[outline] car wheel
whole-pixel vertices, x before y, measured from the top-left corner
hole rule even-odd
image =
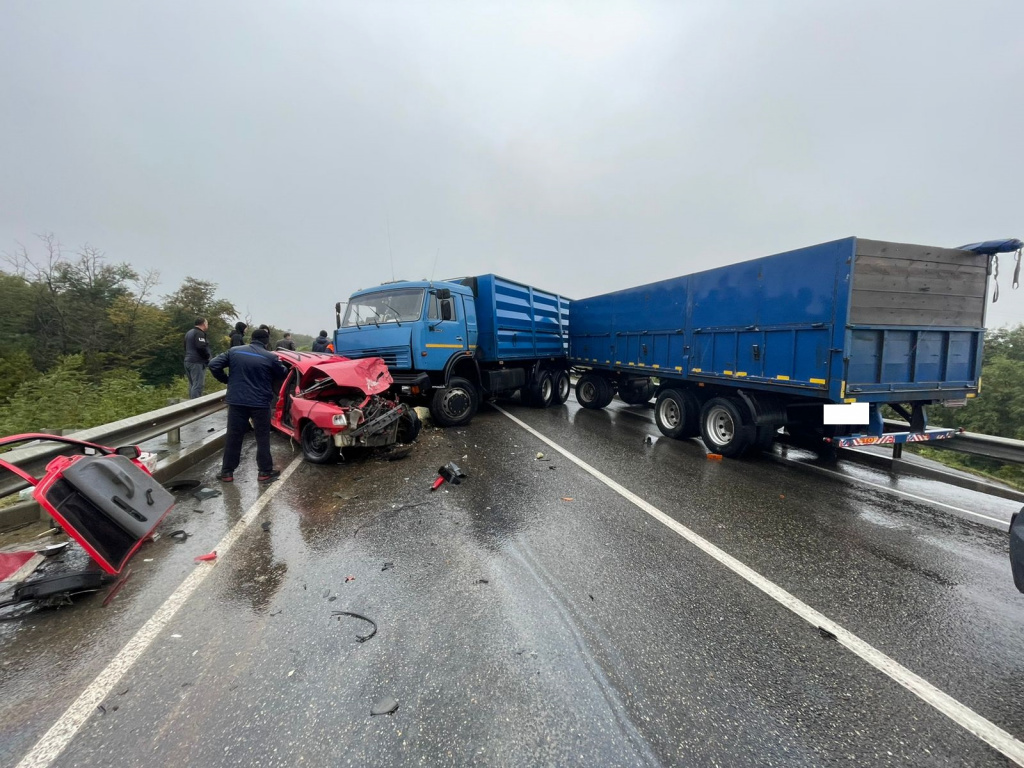
[[[461,427],[469,424],[479,406],[472,382],[453,376],[444,389],[437,389],[430,398],[430,418],[439,427]]]
[[[302,455],[311,464],[332,464],[338,460],[338,446],[334,436],[307,421],[300,436]]]
[[[666,437],[683,440],[700,434],[700,404],[692,393],[663,389],[654,402],[654,423]]]
[[[577,402],[586,409],[602,409],[611,402],[614,393],[603,376],[586,373],[577,382]]]
[[[572,391],[572,382],[569,381],[569,375],[565,371],[555,372],[555,398],[551,401],[552,406],[561,406],[565,400],[569,398],[569,392]]]
[[[700,410],[700,437],[713,454],[727,459],[742,456],[757,432],[743,418],[742,402],[729,397],[712,397]]]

========================================

Exercise task
Rewrite the items above with "wheel" changed to "tire" and everything else kept the same, omitting the pictures.

Written reply
[outline] car tire
whole-pixel vertices, x before y, measured from the top-left corner
hole rule even-odd
image =
[[[461,427],[469,424],[479,406],[472,382],[453,376],[444,389],[437,389],[430,398],[430,418],[439,427]]]
[[[302,455],[311,464],[332,464],[338,460],[338,446],[334,436],[307,421],[300,436]]]
[[[666,437],[683,440],[700,434],[700,404],[692,393],[663,389],[654,402],[654,423]]]
[[[577,402],[586,409],[602,409],[611,402],[614,393],[603,376],[586,373],[577,382]]]
[[[572,391],[572,382],[569,381],[569,375],[565,371],[555,372],[555,398],[551,401],[552,406],[561,406],[565,400],[569,398],[569,392]]]
[[[700,410],[700,437],[713,454],[727,459],[742,456],[757,432],[743,418],[742,402],[729,397],[712,397]]]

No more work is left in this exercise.